* BEGIN SUPPLIED MATERIAL *

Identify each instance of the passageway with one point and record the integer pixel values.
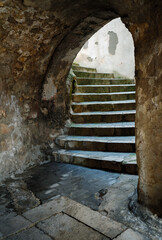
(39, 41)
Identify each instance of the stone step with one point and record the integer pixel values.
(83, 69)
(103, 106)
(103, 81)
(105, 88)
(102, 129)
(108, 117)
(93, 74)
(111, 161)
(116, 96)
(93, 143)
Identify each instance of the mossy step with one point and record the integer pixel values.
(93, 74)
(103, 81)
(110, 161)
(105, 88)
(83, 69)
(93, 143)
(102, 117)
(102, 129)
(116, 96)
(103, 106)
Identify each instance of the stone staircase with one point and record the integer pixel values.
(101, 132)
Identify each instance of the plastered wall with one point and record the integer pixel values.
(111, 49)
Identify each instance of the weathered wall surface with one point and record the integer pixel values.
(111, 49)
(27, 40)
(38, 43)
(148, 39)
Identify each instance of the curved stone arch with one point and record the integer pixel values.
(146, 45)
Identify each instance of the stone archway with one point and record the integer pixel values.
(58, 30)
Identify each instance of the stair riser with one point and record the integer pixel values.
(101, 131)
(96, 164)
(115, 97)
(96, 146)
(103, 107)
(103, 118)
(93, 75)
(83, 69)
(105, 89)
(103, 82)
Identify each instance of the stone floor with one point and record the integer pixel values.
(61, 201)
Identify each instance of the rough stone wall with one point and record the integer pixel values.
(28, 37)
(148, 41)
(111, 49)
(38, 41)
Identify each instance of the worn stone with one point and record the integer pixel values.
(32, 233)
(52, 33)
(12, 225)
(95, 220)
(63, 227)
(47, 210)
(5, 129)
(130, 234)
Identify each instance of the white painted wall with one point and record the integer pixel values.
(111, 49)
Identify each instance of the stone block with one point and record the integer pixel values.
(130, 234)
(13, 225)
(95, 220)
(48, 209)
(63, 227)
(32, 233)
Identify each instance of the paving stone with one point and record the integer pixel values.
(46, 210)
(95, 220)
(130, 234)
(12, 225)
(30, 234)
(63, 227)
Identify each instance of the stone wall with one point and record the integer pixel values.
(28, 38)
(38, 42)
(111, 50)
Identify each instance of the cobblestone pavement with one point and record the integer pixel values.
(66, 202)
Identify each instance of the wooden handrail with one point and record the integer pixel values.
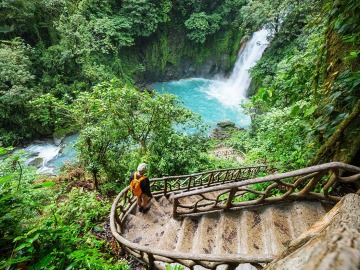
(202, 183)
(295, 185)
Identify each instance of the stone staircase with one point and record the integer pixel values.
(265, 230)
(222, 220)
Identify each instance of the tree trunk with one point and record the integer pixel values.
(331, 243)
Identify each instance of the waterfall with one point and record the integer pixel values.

* END SUPPLIED MATERIAL *

◆ INSTRUCTIONS TO FOLLOW: Copy the data again word for word, from the line that contains "Identify each instance of the cobblestone" through the last line of the data, both ends included. Omit the pictures.

◆ SOLUTION FOR THIS PROBLEM:
Identify each instance of the cobblestone pavement with one point and record the integer pixel values.
(66, 202)
Identify each instance of the wooden handrail with one point and record the integer pixel values.
(202, 183)
(295, 185)
Identify each instance of the stone staircase with one point and record the integer pixel values.
(265, 230)
(222, 220)
Identify each instance of the tree trunk with one point and record the integer pixel values.
(331, 243)
Identify each instance of the waterfall with one point and record the integer pixel values.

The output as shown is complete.